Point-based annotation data
┌──
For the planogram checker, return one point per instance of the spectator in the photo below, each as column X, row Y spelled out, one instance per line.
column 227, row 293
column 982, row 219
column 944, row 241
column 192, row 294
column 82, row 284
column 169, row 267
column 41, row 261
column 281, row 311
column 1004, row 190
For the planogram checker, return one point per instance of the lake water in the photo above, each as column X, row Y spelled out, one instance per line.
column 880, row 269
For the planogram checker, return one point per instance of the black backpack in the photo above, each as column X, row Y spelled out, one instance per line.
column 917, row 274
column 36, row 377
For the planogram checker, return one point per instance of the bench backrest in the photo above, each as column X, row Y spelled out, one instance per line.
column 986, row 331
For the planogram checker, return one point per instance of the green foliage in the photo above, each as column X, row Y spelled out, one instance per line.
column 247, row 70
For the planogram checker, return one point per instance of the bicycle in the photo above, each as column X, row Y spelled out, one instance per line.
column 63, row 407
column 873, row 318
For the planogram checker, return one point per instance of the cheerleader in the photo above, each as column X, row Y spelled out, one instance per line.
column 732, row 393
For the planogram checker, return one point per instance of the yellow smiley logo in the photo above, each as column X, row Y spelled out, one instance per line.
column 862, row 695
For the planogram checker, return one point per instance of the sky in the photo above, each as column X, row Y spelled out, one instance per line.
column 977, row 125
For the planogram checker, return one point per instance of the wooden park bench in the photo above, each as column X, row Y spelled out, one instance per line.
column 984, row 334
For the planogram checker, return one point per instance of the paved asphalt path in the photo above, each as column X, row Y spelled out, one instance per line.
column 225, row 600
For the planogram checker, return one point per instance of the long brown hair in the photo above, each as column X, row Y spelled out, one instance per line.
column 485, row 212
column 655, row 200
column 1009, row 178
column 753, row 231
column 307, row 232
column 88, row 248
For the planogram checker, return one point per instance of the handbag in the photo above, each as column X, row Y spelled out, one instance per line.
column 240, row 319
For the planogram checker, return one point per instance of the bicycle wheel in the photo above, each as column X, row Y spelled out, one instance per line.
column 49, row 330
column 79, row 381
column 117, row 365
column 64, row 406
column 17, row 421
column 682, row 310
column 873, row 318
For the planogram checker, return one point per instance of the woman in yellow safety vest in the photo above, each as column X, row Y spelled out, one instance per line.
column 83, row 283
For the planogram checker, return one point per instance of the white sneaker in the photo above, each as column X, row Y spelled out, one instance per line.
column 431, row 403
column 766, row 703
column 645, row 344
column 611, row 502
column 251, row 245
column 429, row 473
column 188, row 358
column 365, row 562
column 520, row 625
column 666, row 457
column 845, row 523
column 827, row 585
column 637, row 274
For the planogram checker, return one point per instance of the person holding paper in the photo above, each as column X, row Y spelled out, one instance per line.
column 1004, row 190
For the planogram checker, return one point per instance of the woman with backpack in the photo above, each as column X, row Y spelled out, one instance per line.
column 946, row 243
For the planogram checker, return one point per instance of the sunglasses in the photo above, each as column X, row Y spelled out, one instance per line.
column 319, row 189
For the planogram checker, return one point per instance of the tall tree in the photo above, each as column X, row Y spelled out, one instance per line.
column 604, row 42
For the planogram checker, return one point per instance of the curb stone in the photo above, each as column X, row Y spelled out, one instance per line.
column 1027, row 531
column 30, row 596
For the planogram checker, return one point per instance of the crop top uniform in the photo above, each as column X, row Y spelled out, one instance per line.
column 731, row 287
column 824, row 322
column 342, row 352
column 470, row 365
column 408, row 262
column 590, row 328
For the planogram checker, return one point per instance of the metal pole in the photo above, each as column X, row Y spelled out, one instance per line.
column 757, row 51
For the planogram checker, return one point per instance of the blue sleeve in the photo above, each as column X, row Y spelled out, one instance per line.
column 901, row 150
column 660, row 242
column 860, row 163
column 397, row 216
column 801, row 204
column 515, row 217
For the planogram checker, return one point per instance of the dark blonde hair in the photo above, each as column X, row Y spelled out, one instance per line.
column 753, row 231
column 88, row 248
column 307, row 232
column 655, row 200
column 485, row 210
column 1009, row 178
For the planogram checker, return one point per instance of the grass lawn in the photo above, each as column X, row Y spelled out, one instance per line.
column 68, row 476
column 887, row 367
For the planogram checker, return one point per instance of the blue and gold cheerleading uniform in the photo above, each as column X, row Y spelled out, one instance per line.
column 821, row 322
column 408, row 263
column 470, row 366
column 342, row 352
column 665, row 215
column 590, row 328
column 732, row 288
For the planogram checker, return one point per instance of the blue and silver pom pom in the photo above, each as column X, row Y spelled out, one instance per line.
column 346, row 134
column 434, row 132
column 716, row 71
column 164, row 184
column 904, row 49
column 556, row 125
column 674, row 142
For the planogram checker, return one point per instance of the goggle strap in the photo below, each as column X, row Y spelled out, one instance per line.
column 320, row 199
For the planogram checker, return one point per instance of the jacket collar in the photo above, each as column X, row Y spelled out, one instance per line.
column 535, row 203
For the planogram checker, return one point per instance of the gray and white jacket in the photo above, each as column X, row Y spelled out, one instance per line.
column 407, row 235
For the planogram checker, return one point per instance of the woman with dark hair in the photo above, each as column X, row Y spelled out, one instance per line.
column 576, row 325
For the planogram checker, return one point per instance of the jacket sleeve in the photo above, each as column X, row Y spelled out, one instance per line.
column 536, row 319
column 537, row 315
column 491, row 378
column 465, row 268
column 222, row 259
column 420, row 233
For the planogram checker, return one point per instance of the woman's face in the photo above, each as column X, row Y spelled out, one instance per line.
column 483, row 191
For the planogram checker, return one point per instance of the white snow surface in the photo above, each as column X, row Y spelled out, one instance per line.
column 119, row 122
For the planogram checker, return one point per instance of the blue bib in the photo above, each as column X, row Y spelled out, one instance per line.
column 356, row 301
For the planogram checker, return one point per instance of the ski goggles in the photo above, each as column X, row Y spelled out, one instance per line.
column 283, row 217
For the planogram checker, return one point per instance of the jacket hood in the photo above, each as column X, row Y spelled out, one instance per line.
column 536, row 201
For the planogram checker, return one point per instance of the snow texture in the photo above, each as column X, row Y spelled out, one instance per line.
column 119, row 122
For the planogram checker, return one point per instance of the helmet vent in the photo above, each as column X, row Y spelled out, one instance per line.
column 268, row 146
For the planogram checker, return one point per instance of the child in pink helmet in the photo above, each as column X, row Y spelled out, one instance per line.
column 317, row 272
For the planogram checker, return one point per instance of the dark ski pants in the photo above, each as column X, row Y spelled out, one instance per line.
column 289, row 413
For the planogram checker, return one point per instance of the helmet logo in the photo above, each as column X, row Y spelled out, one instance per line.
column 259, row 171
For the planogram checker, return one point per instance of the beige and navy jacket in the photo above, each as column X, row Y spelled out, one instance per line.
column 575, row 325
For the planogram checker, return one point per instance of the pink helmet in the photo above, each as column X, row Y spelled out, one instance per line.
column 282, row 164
└──
◆ **SHORT TASK**: Reproduce all of the records above line for line, without changing a single word.

◆ **WRITTEN SOLUTION**:
For the planogram checker, return one point per instance of the spectator in the photo below, each as column X, row Y spelled out, one instance per line.
column 227, row 293
column 982, row 219
column 944, row 241
column 192, row 294
column 82, row 284
column 169, row 267
column 41, row 261
column 281, row 311
column 1004, row 190
For the planogram checker, return one point per instance of the lake water in the photo above, each as column X, row Y spelled out, one instance per line.
column 880, row 269
For the planogram checker, return one point per instance of the black backpack in the photo above, each as column X, row Y spelled out, one instance per line.
column 917, row 274
column 36, row 377
For the planogram checker, return one point per instance of the bench backrest in the photo above, each as column X, row Y spelled out, one instance per line.
column 986, row 331
For the planogram checker, return one point per instance of the green foliage in the photo above, each as column X, row Y spelled out, one instance per line.
column 247, row 70
For the planogram checker, return one point per instance of the bicycle in the photo above, each as column X, row Y spelled out, one instance per line.
column 63, row 407
column 873, row 318
For the planogram checker, return one point per instance of the cheerleader in the photo above, each as column X, row Y spelled out, one instance per line.
column 732, row 393
For the planogram checker, return one point per instance of the yellow smiley logo in the photo above, each as column X, row Y spelled out, one instance per line.
column 862, row 695
For the planogram checker, return one point per instance of the sky in the photo above, each as column X, row Y spelled out, one instance per line.
column 977, row 125
For the planogram checker, return one point per instance of the wooden park bench in the photo above, each as column X, row Y spelled out, one instance per line.
column 984, row 334
For the planogram checker, return one point per instance of the paved asphalt path in the photo above, each as column X, row Y spelled out, one instance per line.
column 225, row 600
For the planogram checker, return one point per instance of the long brown hair in the photo above, each as column X, row Y spelled out, one instance per line.
column 485, row 212
column 655, row 200
column 1009, row 178
column 753, row 231
column 307, row 232
column 88, row 248
For the planogram checker, return one point per instance of the handbag in the photo above, each as column X, row Y spelled out, one instance per line.
column 240, row 319
For the planogram checker, return one point per instance of the bicycle wheel in the photo above, each as column X, row Y spelled out, one instance per line.
column 49, row 330
column 79, row 381
column 117, row 365
column 64, row 406
column 17, row 421
column 682, row 310
column 873, row 318
For the planogram checker, return one point per instance of the woman in yellow safety vest in the photo above, each as column X, row Y spelled out, one instance per line.
column 83, row 283
For the planogram checker, return one point per instance of the white sneaker in the photo above, each as column X, row Y spelled out, one instance per line.
column 431, row 403
column 766, row 703
column 645, row 344
column 611, row 502
column 251, row 245
column 429, row 473
column 188, row 358
column 365, row 562
column 520, row 625
column 666, row 457
column 845, row 523
column 827, row 585
column 637, row 274
For the planogram checker, return one point per instance of the person holding paper in the photo above, each as column X, row Y spelled out, one instance per line.
column 1004, row 190
For the planogram checker, return one point per instance of the woman with backpack in the photo above, each as column X, row Y spelled out, one instance per line.
column 946, row 243
For the planogram checker, return one point per instance of the sunglasses in the photo above, each as column X, row Y spelled out, one instance per line.
column 319, row 189
For the planogram checker, return one point per instance of the tall tree in the photo above, each as column X, row Y spelled out, one instance per line.
column 604, row 42
For the planogram checker, return one point per instance of the curb stone in the photo above, each as column X, row Y spelled out, one instance per line.
column 1027, row 531
column 30, row 596
For the planogram checker, return one point per instance of the crop top uniform in the photo above, each as column X, row Y spelled out, one instance per line.
column 731, row 287
column 824, row 322
column 342, row 352
column 470, row 365
column 408, row 262
column 590, row 328
For the planogram checker, return one point per instance of the metal pole in the photo above, each as column X, row Y spelled out, one instance per line.
column 757, row 51
For the planogram checker, return one point per instance of the blue sleeve in the photo above, each as column X, row Y spelled out, one instance per line.
column 901, row 150
column 660, row 242
column 860, row 163
column 397, row 216
column 801, row 204
column 515, row 217
For the planogram checker, return one point per instance of the dark blonde hair in the photo above, each as column X, row Y spelled out, one instance per line.
column 753, row 231
column 88, row 248
column 307, row 232
column 655, row 200
column 485, row 210
column 1009, row 178
For the planogram checker, return one point per instance of the grass lawn in the photo above, each as column X, row Y spelled out, one instance per line.
column 68, row 476
column 887, row 367
For the planogram checker, return one point per instance of the blue and gold cheerleading uniform in the photo above, each as column X, row Y spelled out, one instance per line.
column 821, row 322
column 408, row 263
column 470, row 366
column 342, row 352
column 665, row 215
column 590, row 328
column 732, row 288
For the planogram checker, return one point per instance of the blue and silver pom pom in the photo above, each as column X, row Y spelled out, one instance per line.
column 346, row 134
column 434, row 132
column 716, row 71
column 164, row 184
column 904, row 49
column 556, row 125
column 674, row 142
For the planogram checker, return one point per instance of the goggle strap in the photo below, each as column X, row Y spelled out, one instance per line.
column 320, row 199
For the planogram checker, return one point per instance of the jacket collar in the photo above, each as column X, row Y spelled out, one instance per line.
column 535, row 203
For the planogram checker, return one point per instance of the gray and white jacket in the photo above, each as column X, row Y spelled out, one instance per line.
column 407, row 235
For the planogram checker, return one point per instance of the woman with dark hair in the photo above, each as column X, row Y spelled out, one instance per line.
column 576, row 325
For the planogram checker, return one point per instance of the jacket sleeve in the photo above, each as column X, row Y spelled out, one instance per line.
column 536, row 319
column 537, row 315
column 491, row 378
column 465, row 268
column 222, row 259
column 420, row 233
For the planogram checker, return one point per instance of the woman's face in the photo above, each as column X, row Y spelled out, one instance per line.
column 483, row 191
For the planogram checker, return one point per instance of the white snow surface in the photo above, each as column X, row Y spelled out, one instance per line.
column 119, row 122
For the planogram checker, return one point per instance of the blue bib in the photo above, each as column X, row Y spelled out, one instance per line.
column 356, row 301
For the planogram checker, return one point per instance of the ski goggles in the photo above, each as column X, row Y spelled out, one instance per line.
column 283, row 217
For the planogram checker, return one point per instance of the jacket hood in the photo above, each as column X, row Y spelled out, one instance per line.
column 536, row 201
For the planogram checker, return one point per instance of the snow texture in the photo above, each as column X, row Y spelled out, one instance per line.
column 119, row 122
For the planogram checker, return one point per instance of the helmet vent in the photo above, each as column X, row Y spelled out, one instance per line.
column 268, row 146
For the planogram checker, return one point per instance of the child in pink helmet in the photo above, each as column X, row Y spelled out, one instance per line.
column 317, row 272
For the planogram checker, return one point per instance of the dark ski pants in the photo above, each as column X, row Y spelled out, one instance per line.
column 289, row 413
For the planogram checker, return one point per instance of the helmet logo in the photo above, each as column X, row Y spelled out, one instance per line.
column 259, row 171
For the planogram checker, return one point per instance of the beige and navy jacket in the photo above, each as column X, row Y spelled out, one instance per line.
column 575, row 325
For the planogram checker, return one point per instance of the pink helmet in the photo above, each as column X, row Y spelled out, one instance per line.
column 282, row 164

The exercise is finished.